» What this exercise asks:
(1) Revise everything from "Swiftcraftymoney.com has a" down to "have more information?" in the forum thread about lotion HLB calculators, putting "good cause" in place of "charity".
(2) In the forum thread about lotion HLB calculators, what price does Lotion Crafter charge for its calculator?

» Selected extract:

# Lotion (HLB) Calculator



## boricua3177 (Mar 19, 2015)

Hello All!

Does anyone know of a good lotion HLB calculator?  I know that Lotion Crafter has one that they sell for $30, is it worth the money?

Thanks!


----------



## Rowan (Mar 19, 2015)

Swiftcraftymoney.com has a lotion making e-book, which I think includes a HLB calculator. You jjust have to donate 26 dollars to a charity. I've not bought it yet, it looks good though. Someone here may have more information?


----------



## lsg (Mar 19, 2015)

Honestly, I never really understood the HLB calculator.  I just know the basics of what makes a good lotion recipe.  I also have researched the properties of carrier oils so I know what each brings to the formula.  I recommend just reading Susan's basic formula and her free information from the swiftcftymonkey blog.

» Given material:
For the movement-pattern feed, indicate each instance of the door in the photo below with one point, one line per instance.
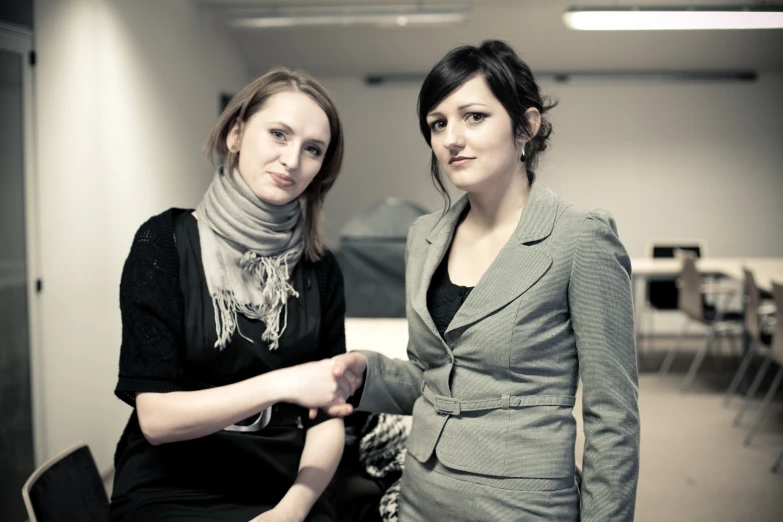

» In response:
(1)
Swiftcraftymoney.com has a lotion making e-book, which I think includes a HLB calculator. You jjust have to donate 26 dollars to a good cause. I've not bought it yet, it looks good though. Someone here may have more information?

(2) $30